* **Entries provided**:
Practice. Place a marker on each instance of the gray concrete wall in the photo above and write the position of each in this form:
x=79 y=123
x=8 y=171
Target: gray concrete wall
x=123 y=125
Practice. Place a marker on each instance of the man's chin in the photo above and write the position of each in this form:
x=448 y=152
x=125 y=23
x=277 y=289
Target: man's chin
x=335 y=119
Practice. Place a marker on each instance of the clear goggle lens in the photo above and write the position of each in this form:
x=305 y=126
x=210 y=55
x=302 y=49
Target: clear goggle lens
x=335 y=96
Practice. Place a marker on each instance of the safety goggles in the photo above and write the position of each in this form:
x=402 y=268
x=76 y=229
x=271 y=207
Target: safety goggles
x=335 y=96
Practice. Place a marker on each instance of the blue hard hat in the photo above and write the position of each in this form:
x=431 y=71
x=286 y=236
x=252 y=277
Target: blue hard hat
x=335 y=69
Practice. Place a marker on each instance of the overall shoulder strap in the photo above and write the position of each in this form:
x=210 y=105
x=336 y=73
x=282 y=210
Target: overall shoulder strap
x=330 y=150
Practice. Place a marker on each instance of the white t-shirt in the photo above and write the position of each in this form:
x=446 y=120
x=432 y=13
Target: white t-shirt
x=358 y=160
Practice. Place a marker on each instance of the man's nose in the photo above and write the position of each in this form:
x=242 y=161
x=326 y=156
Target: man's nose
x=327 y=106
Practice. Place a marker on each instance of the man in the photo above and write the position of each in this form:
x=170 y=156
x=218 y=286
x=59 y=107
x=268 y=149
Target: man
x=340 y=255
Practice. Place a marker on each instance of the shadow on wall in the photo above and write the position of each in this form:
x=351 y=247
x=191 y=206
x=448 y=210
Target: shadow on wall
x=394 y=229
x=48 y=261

* **Task to carry out**: Output all records verbatim.

* **Exercise result**:
Practice. Place a marker on each instance of the gray concrete wall in the photo above and write the position of each in this form:
x=79 y=123
x=8 y=171
Target: gray concrete wall
x=123 y=125
Practice. Place a marker on each instance of the man's chin in the photo above and write the position of each in this form:
x=448 y=152
x=125 y=23
x=277 y=289
Target: man's chin
x=335 y=119
Practice. Place a marker on each instance of the clear goggle lens in the photo above and write the position of each in this form:
x=305 y=126
x=210 y=55
x=302 y=49
Target: clear goggle lens
x=335 y=96
Practice. Place a marker on each instance of the safety goggles in the photo above and write the position of each in this form:
x=402 y=268
x=76 y=229
x=271 y=207
Target: safety goggles
x=335 y=96
Practice. Place a marker on each instance of the blue hard hat in the photo above and write the position of each in this form:
x=431 y=71
x=286 y=236
x=252 y=277
Target: blue hard hat
x=335 y=69
Practice. Place a marker on each instance of the overall shoulder strap in the photo above and write the position of each in this form:
x=210 y=105
x=336 y=73
x=282 y=210
Target: overall shoulder strap
x=330 y=150
Practice. Place a marker on each instance of the white t-shirt in the photo above and write the position of each in this form:
x=446 y=120
x=432 y=13
Target: white t-shirt
x=358 y=160
Practice. Place a marker on each instance of the man's nose in the photo above and write the position of each in this form:
x=242 y=161
x=326 y=156
Target: man's nose
x=327 y=106
Practice. Place a marker on each instance of the man in the photo above and write the position of each in this form:
x=170 y=156
x=218 y=286
x=59 y=107
x=268 y=149
Target: man
x=340 y=255
Practice. Place a marker on each instance of the shadow on wall in the photo above and write the position of each in this form:
x=351 y=247
x=191 y=206
x=448 y=210
Target: shadow on wall
x=394 y=229
x=48 y=261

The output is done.